DIRECTIONS:
Find each line below that contains the word "rear" and copy it out in full.

DATA ROWS:
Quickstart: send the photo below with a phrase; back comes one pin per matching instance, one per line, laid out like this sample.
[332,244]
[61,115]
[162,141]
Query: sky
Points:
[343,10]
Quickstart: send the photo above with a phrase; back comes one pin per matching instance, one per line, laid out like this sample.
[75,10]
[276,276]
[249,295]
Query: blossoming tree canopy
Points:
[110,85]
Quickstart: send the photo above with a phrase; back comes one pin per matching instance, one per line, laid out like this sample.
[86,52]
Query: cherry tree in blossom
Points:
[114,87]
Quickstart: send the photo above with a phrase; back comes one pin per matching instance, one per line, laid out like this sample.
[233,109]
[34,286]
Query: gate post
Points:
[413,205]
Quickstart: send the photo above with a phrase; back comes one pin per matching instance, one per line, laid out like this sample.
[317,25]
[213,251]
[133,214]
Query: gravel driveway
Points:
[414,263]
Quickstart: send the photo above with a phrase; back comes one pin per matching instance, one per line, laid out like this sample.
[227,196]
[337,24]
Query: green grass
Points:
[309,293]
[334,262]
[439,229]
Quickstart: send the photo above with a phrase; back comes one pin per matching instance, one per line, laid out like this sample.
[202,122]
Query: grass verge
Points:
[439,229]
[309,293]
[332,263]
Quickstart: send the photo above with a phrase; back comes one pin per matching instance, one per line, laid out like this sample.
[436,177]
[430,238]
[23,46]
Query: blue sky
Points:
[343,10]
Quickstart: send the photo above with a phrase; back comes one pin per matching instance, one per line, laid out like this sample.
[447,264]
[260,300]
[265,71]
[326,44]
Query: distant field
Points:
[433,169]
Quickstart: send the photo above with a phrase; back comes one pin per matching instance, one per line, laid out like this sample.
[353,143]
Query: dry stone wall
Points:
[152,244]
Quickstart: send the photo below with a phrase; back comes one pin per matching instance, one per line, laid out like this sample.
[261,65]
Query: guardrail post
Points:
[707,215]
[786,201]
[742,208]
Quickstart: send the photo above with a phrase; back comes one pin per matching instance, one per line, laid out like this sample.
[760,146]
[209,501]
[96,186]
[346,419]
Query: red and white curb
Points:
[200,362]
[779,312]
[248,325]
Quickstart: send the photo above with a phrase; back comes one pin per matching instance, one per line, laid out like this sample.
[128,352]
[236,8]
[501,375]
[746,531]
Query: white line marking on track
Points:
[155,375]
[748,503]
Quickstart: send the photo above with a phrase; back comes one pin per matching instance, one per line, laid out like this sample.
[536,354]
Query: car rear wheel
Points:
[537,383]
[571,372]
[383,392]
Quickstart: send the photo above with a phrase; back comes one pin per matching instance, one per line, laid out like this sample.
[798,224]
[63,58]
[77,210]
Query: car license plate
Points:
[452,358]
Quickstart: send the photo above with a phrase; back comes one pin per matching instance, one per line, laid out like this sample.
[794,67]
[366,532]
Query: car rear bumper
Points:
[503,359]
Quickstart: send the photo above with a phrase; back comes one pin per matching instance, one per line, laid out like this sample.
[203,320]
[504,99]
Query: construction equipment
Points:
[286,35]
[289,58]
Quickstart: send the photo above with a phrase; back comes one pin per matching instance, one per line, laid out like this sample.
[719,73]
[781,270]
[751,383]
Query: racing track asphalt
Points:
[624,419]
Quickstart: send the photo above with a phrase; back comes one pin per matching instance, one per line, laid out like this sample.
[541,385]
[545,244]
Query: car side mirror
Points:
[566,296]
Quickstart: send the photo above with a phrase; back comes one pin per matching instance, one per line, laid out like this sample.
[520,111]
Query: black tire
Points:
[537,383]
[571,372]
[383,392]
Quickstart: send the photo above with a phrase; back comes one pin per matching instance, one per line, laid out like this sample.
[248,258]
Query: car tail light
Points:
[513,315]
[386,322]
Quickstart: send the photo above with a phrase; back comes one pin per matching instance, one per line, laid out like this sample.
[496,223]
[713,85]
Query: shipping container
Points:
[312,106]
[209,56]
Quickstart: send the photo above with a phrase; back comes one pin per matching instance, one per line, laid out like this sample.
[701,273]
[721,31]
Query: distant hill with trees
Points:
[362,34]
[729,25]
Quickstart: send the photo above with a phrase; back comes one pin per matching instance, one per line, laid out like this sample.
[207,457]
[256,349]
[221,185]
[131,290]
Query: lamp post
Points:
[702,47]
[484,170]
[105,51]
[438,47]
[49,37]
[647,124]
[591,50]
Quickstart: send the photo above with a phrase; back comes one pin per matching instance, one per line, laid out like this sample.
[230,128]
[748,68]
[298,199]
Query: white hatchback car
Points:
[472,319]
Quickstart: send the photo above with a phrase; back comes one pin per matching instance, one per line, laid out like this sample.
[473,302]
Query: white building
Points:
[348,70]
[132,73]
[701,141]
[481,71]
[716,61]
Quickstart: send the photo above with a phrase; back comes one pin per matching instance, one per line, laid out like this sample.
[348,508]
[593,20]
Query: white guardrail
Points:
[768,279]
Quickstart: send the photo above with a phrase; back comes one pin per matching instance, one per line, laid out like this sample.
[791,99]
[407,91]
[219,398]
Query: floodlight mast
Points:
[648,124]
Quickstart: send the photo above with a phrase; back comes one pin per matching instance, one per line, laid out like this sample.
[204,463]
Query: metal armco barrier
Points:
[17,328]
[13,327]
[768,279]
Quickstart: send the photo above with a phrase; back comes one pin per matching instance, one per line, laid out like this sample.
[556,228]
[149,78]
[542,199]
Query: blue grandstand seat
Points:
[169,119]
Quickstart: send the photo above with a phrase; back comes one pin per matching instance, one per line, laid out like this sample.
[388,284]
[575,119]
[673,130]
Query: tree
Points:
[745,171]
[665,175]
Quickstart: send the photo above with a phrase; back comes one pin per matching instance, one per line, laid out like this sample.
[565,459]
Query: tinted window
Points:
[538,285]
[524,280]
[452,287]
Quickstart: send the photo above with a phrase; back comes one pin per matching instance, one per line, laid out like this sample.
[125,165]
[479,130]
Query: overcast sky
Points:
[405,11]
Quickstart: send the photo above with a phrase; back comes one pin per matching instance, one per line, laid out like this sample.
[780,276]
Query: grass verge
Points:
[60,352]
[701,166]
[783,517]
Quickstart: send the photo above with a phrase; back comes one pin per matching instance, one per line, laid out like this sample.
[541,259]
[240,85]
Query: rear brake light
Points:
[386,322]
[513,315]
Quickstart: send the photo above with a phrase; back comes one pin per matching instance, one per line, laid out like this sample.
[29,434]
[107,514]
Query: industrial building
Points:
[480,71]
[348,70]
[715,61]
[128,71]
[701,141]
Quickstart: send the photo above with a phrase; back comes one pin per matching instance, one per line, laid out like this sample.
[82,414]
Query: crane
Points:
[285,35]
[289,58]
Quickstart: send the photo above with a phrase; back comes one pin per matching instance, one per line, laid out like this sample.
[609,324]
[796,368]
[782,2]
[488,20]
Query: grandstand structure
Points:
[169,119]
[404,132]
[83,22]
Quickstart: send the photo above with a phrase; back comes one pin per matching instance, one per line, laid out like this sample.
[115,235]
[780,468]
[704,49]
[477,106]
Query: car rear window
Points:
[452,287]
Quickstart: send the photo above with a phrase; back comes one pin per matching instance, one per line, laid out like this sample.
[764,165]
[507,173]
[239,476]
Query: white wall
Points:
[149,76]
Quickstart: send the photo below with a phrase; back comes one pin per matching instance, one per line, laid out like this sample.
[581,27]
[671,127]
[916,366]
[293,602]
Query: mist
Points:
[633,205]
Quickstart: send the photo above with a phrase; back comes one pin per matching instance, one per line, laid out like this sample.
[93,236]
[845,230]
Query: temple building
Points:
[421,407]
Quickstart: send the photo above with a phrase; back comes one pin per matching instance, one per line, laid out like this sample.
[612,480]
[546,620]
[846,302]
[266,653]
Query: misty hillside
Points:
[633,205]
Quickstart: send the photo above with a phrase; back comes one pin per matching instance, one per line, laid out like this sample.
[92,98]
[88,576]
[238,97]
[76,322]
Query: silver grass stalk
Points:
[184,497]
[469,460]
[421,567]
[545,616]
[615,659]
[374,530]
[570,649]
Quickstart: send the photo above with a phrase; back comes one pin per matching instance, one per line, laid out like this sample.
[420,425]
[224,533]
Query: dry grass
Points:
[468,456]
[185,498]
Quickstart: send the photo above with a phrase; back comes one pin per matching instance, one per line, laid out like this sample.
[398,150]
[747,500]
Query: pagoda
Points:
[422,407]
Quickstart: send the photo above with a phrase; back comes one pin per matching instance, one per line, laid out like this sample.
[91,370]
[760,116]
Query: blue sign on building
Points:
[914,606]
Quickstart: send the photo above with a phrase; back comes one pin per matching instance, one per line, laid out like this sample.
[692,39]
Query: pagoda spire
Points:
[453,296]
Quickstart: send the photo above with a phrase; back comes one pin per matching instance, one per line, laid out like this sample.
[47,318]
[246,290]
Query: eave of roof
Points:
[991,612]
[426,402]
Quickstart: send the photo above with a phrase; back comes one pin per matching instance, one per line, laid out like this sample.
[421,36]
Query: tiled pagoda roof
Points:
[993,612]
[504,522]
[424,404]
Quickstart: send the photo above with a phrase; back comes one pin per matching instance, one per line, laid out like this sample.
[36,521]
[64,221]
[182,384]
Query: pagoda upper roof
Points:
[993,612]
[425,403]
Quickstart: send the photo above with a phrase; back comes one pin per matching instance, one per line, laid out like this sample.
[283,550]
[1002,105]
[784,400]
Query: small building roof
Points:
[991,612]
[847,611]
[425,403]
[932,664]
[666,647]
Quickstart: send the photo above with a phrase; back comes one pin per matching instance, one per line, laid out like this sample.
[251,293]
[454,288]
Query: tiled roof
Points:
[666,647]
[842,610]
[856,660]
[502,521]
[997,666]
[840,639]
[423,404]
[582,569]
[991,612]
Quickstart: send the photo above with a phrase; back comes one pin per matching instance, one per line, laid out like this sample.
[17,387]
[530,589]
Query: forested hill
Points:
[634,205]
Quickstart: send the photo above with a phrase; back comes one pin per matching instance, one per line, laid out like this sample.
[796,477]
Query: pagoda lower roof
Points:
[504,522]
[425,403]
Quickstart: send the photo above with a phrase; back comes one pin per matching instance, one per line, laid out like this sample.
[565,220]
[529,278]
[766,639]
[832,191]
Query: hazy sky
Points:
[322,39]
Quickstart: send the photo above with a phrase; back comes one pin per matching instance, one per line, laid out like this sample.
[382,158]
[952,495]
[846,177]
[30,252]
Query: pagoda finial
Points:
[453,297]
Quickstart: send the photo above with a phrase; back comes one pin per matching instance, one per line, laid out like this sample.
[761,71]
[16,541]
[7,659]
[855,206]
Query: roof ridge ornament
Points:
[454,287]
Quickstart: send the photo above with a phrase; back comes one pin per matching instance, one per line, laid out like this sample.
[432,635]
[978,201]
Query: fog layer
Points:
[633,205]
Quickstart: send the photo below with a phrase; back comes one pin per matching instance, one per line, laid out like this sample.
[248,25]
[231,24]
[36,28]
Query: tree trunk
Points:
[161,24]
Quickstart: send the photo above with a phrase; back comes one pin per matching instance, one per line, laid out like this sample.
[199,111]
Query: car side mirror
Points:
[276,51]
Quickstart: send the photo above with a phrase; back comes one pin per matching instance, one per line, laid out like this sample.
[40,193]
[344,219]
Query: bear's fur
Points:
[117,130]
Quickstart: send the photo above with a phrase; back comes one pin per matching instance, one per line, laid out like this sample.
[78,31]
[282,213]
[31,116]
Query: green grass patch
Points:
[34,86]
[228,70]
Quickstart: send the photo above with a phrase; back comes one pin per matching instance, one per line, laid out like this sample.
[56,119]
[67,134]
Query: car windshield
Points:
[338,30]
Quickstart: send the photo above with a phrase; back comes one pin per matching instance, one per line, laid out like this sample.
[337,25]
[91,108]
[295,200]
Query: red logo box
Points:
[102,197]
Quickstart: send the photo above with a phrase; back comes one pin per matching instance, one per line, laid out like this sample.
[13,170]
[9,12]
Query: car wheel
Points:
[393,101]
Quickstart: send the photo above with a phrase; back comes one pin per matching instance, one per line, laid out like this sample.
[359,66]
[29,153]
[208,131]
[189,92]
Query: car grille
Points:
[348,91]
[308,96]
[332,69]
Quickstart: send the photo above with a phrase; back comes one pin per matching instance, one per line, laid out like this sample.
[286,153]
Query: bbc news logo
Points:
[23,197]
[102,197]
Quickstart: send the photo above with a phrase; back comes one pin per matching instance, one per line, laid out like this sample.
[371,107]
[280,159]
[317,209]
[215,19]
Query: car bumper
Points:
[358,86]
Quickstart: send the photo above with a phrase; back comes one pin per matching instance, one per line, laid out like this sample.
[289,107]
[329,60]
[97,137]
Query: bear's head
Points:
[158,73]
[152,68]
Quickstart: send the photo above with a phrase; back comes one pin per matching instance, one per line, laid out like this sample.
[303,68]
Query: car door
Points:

ANSWER IN FULL:
Query: car rear wheel
Query: car rear bumper
Query: rear brake light
Query: car rear window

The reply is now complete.